[START Dataset extract]
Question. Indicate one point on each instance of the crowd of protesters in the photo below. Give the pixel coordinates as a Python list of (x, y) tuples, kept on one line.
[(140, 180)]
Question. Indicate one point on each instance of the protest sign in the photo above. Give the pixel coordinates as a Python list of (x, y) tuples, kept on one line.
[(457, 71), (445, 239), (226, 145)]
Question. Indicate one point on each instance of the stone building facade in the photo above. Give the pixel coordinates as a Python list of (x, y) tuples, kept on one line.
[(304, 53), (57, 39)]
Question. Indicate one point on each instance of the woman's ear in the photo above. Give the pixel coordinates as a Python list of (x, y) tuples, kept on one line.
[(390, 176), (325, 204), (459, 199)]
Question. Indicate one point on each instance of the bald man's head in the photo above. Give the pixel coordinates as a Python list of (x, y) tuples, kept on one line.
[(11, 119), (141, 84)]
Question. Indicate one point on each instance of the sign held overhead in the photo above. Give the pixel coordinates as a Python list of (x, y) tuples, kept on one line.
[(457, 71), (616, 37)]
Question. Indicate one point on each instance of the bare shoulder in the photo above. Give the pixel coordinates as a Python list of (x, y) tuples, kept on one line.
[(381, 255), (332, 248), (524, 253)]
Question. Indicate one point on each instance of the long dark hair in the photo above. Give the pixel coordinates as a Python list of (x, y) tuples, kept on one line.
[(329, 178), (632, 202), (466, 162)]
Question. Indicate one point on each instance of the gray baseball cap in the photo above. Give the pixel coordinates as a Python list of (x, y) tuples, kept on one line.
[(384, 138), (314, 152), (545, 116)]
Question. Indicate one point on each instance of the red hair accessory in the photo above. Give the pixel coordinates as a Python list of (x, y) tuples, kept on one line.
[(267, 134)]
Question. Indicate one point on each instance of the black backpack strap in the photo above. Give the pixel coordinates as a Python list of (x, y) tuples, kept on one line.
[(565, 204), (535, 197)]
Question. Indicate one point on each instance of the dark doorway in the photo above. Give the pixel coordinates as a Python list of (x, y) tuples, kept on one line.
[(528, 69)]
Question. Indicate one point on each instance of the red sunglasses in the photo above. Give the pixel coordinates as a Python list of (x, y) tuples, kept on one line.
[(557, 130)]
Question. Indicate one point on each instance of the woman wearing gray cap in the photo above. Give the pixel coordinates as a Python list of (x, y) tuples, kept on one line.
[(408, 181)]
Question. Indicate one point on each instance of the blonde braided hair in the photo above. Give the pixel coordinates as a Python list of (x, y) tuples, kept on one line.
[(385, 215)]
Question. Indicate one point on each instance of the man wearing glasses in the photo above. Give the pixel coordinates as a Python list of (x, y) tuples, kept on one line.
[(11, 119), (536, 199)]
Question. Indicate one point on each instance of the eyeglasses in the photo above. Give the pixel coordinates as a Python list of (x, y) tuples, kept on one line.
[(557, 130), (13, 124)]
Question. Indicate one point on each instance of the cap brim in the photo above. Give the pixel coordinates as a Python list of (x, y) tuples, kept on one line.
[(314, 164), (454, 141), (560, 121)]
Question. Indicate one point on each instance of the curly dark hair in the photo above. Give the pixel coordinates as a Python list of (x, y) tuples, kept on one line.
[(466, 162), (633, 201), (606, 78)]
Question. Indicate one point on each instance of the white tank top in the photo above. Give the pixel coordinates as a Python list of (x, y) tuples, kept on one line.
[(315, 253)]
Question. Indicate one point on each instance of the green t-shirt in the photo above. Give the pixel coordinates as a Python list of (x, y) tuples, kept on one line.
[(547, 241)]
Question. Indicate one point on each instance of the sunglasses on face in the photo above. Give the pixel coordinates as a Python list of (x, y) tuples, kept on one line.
[END Dataset extract]
What is required:
Write out all of the records again, switching every "Indicate" to "Mark" and leaving everything else the same.

Output of the task:
Question. Mark one point on each instance of the crowd of protesters in the photo below. Give the pixel coordinates as a Python list of (x, y) tuples, kept on one line.
[(140, 180)]
Question. Mark one point on each instance of the protest sign in the photo above. Give the pixel coordinates as a Python list of (x, y) tuples, kept on one line.
[(457, 71), (445, 239), (226, 145)]
Question. Mark one point on each instance of the stone building facade in the photo above. Give the pixel coordinates as a Python list of (x, y) tuples, kept on one line.
[(304, 53), (57, 39)]
Question. Mark one point on each instance of the woman's ear in the photo above. Give the pixel coordinates as a Python list of (x, y) tuples, kept on one line.
[(390, 176), (325, 204), (459, 199)]
Question. Mark one point on each instance of the bald man's head in the photo above. Give the pixel coordinates as a Python list of (x, y) tuples, kept on one line.
[(11, 119), (141, 84)]
Question. Mark one point on each instance of the sign held overhead in the photo above. Give the pixel coordinates as a Python list of (x, y) tuples, kept on one line.
[(457, 71), (616, 37)]
Question. Mark one point on each instance of the bare shoulder in the photo above. Give the pixel coordinates as a Python list of (x, y) tuples, kept on one line.
[(381, 255), (332, 248), (524, 253)]
Question. Mark one point on each instance of the long dark hair in the photo above. Give the pixel coordinates as a Python list of (x, y) tuples, kept on one line.
[(329, 178), (632, 202), (466, 162)]
Question. Mark one point on each instance of the gray baseball cap in the photo above. Give the pixel coordinates as a Python list of (x, y) tuples, kept on one line.
[(384, 138), (314, 152), (545, 116)]
Question. Mark one point on each instance of the red hair accessory in the photo above. Give the pixel coordinates as a Python list of (x, y) tuples, kept on one line.
[(267, 134)]
Question. Mark one point on each instance of the black backpack strap in the photo above. Give the pixel coordinates as a Python list of (x, y) tuples, kept on one line.
[(565, 204), (535, 197)]
Question. Mark one point on each instance of the dark doorway in the photo above. Give the pixel coordinates as a Python list of (x, y) tuples, kept on one line.
[(528, 69)]
Question. Mark one point on each instance of the red sunglasses in the photo above. Give the pixel coordinates as a Python list of (x, y) tuples, kept on one line.
[(557, 130)]
Question. Mark one point on each instance of the woman wearing gray cap in the photo above. Give the pixel coordinates as a Python list of (x, y) tuples, kept on one line.
[(408, 181)]
Question. Mark one point on each instance of the blonde braided hair in the photo above. Give the pixel coordinates as a Python list of (x, y) tuples, kept on one line.
[(385, 215)]
Question. Mark one point on each instance of the man wearing glasses in the photo above. Give the pixel coordinates as a Python list of (x, y) tuples, kept on one line.
[(11, 119), (536, 199)]
Question. Mark one point on each instance of the eyeglasses in the photo above. Give the pixel coordinates as a Python list of (x, y) tuples, kept on one line.
[(557, 130), (13, 124)]
Question. Mark one point on each instance of the cap brim in the photo above. Give the pixel coordinates as a Python list of (x, y) tuples, kept on one line.
[(314, 164), (454, 141), (560, 121)]
Question. Mark one point on each instance of the curly dark hair in the photo above. Give the pixel coordinates as a Python list of (x, y) tuples, kept on one line.
[(466, 162), (633, 201), (606, 78)]
Question. Mark one point on each instance of the white tank top in the photo above. Give the pixel coordinates as a Python list of (x, y) tuples, kept on one line.
[(315, 253)]
Question. Mark one point on each instance of the green t-shirt in the photo above. Give the pixel coordinates as a Python list of (x, y) tuples, kept on one line.
[(547, 241)]
Question. Mark one point on each instance of the sunglasses on face in the photo above. Give the pixel coordinates as a Python list of (x, y) tuples, kept on one line.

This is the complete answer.